[Point annotation dataset records]
-*-

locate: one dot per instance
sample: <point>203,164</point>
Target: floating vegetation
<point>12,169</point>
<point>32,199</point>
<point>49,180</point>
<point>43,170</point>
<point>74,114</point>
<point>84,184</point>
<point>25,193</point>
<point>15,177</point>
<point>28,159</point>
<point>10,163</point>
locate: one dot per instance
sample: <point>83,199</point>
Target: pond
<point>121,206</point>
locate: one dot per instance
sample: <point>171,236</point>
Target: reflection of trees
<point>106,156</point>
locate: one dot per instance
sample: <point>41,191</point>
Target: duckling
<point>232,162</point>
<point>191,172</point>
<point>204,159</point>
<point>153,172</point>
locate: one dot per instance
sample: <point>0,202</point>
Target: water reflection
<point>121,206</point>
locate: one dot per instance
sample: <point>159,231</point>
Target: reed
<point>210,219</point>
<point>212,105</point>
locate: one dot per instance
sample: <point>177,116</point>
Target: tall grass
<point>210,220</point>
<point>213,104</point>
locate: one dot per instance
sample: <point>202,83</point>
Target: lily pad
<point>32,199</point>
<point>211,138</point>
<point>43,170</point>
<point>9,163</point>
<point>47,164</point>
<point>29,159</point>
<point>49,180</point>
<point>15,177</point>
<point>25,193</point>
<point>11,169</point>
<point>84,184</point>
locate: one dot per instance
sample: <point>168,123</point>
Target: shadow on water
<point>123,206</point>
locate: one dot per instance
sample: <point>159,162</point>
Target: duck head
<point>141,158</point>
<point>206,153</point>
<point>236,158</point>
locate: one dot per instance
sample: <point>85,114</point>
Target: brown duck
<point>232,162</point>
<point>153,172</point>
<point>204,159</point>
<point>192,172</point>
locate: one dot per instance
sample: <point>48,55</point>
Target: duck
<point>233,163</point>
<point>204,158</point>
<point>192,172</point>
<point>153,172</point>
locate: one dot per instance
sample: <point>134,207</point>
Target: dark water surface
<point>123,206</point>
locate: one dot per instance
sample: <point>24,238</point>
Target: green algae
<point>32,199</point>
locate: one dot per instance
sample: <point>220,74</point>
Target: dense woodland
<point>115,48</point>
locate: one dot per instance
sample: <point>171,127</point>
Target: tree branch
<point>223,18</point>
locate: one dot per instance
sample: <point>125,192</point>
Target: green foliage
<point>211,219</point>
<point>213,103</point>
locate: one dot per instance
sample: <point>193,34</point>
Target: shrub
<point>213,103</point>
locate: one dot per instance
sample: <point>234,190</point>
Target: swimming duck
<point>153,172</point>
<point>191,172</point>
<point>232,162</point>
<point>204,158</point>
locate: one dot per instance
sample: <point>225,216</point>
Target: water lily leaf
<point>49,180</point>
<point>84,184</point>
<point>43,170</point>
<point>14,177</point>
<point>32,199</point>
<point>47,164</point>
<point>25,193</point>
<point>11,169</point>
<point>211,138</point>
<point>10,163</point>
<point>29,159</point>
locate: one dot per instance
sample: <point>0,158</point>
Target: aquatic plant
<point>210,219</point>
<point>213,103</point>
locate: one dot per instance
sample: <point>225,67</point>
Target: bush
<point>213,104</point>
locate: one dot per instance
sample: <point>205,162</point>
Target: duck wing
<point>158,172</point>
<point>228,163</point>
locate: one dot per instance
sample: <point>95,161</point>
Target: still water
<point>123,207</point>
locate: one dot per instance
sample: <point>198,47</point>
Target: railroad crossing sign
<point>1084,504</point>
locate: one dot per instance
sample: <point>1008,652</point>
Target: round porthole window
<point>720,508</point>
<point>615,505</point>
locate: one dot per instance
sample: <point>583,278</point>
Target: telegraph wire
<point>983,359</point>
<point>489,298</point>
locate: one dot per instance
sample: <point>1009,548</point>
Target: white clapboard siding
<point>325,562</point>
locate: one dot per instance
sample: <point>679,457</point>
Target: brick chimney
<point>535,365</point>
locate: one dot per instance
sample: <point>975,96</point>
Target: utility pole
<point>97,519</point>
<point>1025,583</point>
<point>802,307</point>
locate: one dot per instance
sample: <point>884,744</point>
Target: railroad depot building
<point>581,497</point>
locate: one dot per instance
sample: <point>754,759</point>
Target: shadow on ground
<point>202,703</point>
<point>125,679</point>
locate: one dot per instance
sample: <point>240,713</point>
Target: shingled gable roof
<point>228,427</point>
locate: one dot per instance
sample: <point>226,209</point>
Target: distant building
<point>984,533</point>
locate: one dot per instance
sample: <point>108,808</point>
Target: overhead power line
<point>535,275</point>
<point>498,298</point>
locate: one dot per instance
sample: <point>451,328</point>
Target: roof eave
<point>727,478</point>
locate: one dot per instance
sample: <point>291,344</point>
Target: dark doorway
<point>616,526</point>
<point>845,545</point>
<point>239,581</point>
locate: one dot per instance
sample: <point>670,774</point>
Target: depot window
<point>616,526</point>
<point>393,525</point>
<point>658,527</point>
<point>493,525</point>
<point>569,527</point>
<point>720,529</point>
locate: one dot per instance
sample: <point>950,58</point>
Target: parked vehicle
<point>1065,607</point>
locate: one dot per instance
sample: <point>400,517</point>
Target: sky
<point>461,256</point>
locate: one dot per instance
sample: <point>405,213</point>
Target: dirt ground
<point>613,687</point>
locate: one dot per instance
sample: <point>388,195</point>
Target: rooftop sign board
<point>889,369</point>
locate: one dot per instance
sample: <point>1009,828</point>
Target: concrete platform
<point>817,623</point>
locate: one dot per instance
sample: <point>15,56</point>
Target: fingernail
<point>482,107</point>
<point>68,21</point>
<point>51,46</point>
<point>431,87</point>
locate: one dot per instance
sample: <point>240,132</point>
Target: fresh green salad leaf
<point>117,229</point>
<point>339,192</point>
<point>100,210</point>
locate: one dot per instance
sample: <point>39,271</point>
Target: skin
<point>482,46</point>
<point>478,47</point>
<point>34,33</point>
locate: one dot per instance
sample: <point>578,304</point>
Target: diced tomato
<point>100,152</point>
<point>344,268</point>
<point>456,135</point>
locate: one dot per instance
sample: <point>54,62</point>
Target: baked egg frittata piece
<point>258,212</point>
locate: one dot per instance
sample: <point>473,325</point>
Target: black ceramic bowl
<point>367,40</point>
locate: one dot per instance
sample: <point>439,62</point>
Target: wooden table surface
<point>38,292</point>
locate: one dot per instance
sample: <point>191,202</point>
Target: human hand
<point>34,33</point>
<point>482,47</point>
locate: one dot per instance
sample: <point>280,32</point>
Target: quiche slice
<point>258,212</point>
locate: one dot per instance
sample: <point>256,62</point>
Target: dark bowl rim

-*-

* _Challenge_
Please gather every line of the data above that contains the word "depot". Case counts.

* _Output of the exercise_
Target: railroad depot building
Target: depot window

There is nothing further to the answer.